DATASET EXCERPTS.
::::

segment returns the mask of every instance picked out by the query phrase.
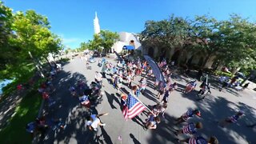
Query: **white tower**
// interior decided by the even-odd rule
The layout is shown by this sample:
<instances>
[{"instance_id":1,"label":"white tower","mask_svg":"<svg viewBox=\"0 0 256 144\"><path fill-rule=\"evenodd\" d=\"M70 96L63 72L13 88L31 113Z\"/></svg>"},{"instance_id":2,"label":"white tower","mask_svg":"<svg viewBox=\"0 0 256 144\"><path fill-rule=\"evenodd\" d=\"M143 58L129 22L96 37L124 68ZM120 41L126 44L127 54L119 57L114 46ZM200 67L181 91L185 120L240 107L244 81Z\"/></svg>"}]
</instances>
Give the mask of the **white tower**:
<instances>
[{"instance_id":1,"label":"white tower","mask_svg":"<svg viewBox=\"0 0 256 144\"><path fill-rule=\"evenodd\" d=\"M101 31L99 27L98 19L97 17L97 12L95 12L95 18L94 19L94 34L98 34Z\"/></svg>"}]
</instances>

::::

DIRECTIONS.
Arrange the lines above as a Markdown table with the columns "Row" and "Text", numbering each row and skipping blank lines. Leave the pictures out.

THE COMPLETED TASK.
| Row | Text |
|---|---|
| 1 | segment returns the mask of every instance picked out by the query phrase. |
| 2 | Query: **white tower** |
| 3 | // interior decided by the even-odd rule |
| 4 | The layout is shown by this sample: |
| 5 | <instances> |
| 6 | [{"instance_id":1,"label":"white tower","mask_svg":"<svg viewBox=\"0 0 256 144\"><path fill-rule=\"evenodd\" d=\"M70 96L63 72L13 88L31 113Z\"/></svg>"},{"instance_id":2,"label":"white tower","mask_svg":"<svg viewBox=\"0 0 256 144\"><path fill-rule=\"evenodd\" d=\"M143 58L129 22L96 37L124 68ZM120 41L126 44L127 54L119 57L114 46ZM200 67L181 91L185 120L240 107L244 81Z\"/></svg>"}] |
| 7 | </instances> |
| 8 | Give the mask of the **white tower**: |
| 9 | <instances> |
| 10 | [{"instance_id":1,"label":"white tower","mask_svg":"<svg viewBox=\"0 0 256 144\"><path fill-rule=\"evenodd\" d=\"M101 31L99 27L98 19L97 17L97 12L95 12L95 18L94 19L94 34L98 34Z\"/></svg>"}] |
| 11 | </instances> |